> TESTO CITATO
________________________________________

Che ricordo ha di quei
leggendari anni del cinema americano?
«Non si aspetti una
rievocazione dei buoni vecchi tempi. Preferisco parlare del presente
e soprattutto del futuro».
Ma com’erano i
mitici produttori di allora, per esempio David Seltznick?
«Era uno che durante le
riprese della scena finale di Duello al sole, mentre io e
Jennifer Jones strisciavamo sulle pietre, feriti a morte, per
ricongiungerci nell’ultimo abbraccio, era capace di irrompere sulla
scena con un secchio di sangue.
«Perché aveva deciso
che non eravamo abbastanza insanguinati e così, di sua iniziativa,
ci spennellava a dovere. Quella volta il regista, King Vidor, gli
disse: ’’Va’ al diavolo, tu e il tuo film", poi montò
sulla Rolls e disse all’autista di portarlo via da quel posto. Per
finire il film Seltznick chiamò William Dieterle»,
E Darryl Zanuck?

________________________________________

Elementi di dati
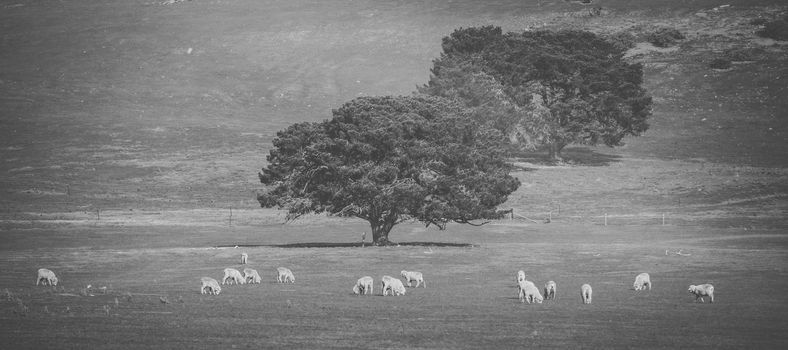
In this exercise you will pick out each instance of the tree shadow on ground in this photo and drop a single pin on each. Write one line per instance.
(346, 245)
(571, 156)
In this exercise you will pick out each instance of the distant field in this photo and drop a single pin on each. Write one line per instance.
(131, 134)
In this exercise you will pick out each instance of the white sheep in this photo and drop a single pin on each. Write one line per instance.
(413, 276)
(702, 290)
(284, 275)
(47, 276)
(641, 281)
(392, 284)
(585, 293)
(550, 289)
(211, 285)
(251, 276)
(233, 275)
(528, 292)
(363, 285)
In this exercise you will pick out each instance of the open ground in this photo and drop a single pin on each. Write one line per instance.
(131, 134)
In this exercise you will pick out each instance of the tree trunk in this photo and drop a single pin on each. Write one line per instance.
(380, 234)
(555, 151)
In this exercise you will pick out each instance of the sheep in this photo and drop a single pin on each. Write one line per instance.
(528, 292)
(363, 285)
(550, 289)
(641, 281)
(392, 284)
(284, 275)
(234, 275)
(413, 276)
(702, 290)
(585, 293)
(211, 285)
(47, 276)
(251, 276)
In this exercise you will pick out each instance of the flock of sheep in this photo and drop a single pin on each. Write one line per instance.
(527, 290)
(529, 293)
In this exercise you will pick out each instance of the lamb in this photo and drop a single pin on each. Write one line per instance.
(702, 290)
(47, 276)
(550, 289)
(520, 276)
(641, 281)
(234, 275)
(392, 284)
(251, 276)
(528, 292)
(284, 275)
(211, 285)
(363, 285)
(585, 293)
(413, 276)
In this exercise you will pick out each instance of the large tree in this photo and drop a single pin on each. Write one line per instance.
(387, 160)
(543, 89)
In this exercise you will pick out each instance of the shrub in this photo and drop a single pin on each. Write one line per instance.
(777, 30)
(720, 63)
(758, 21)
(622, 40)
(664, 37)
(744, 54)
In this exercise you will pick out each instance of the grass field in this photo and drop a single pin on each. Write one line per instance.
(131, 134)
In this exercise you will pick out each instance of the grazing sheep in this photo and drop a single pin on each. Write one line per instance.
(641, 281)
(363, 285)
(528, 292)
(234, 275)
(550, 289)
(47, 276)
(520, 276)
(392, 284)
(284, 275)
(211, 285)
(585, 293)
(251, 276)
(702, 290)
(413, 276)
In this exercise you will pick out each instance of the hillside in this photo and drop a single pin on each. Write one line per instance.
(120, 105)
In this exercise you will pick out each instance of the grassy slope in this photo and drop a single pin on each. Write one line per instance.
(104, 108)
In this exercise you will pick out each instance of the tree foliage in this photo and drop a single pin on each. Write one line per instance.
(387, 160)
(543, 89)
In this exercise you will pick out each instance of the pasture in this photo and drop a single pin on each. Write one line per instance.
(131, 134)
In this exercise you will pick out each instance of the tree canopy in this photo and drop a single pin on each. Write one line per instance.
(543, 89)
(387, 160)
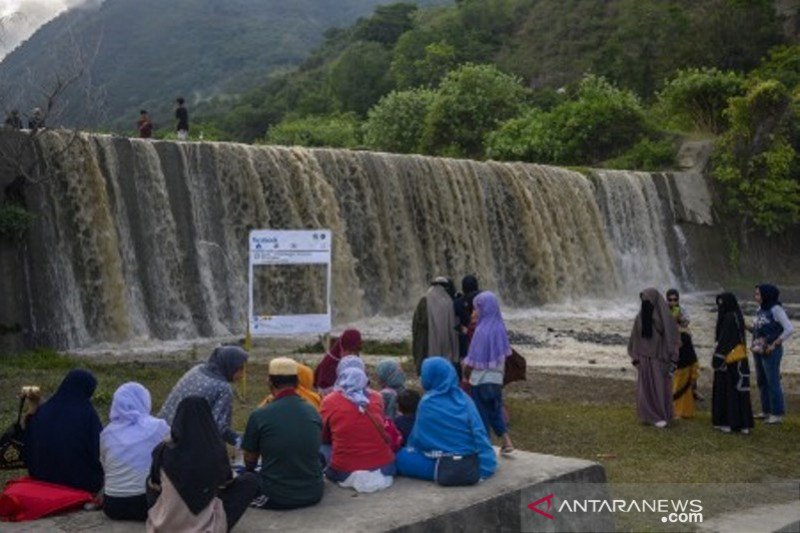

________________________________________

> ESERCIZIO SCRITTO
Prosegui l'intervista sul cinema americano subito dopo la domanda finale su Darryl Zanuck. L'elenco non ha nulla a che vedere con l'intervista sul cinema americano.

> RISPOSTA SCRITTA
«Nel 1950 ho fatto per
lui Romantico avventuriero, che era un western molto
realistico in cui alla fine il protagonista, un famoso pistolero,
moriva sparato alle spalle. Il regista era Henry King e Zanuck si
fidava di lui, ma quando vide il film in saletta di proiezione, dopo
la scena in cui un ragazzo, per coprirsi di gloria, mi spara nella
schiena, scoppiò un dramma. Zanuck cominciò a gridare in direzione
del ragazzo sullo schermo: ’’Prendi quel figlio di puttana e
fagli sputare sangue”. Poi tutto paonazzo, rivolto al regista:
’’Henry, devi fare qualcosa, non puoi farlo soltanto arrestare in
questo modo! Così nel finale Henry King si lasciò convincere a
introdurre un calcione, che lo sceriffo assesta alla faccia del baby
killer. E nel film vediamo il ragazzo che, alla lettera, sputa
sangue».
Parliamo ancora di un
altro tycoon di quegli anni: Louis B. Mayer.
«Lui era l’imperatore
della Metro. Quando entrai nel suo ufficio aveva già deciso di
mettermi sotto contratto. Mi puntò un grosso dito: ’’Guardami
negli occhi, figliolo". Pensai che erano occhi buoni. "Davanti
a te c’è un padre”, continuò. “Il padre di Clark Gable, di
Greta Garbo, di Robert Taylor”. Poi mi abbracciò mettendomi in
mano un contratto: "Firmalo e sarai il mio figlio prediletto!”.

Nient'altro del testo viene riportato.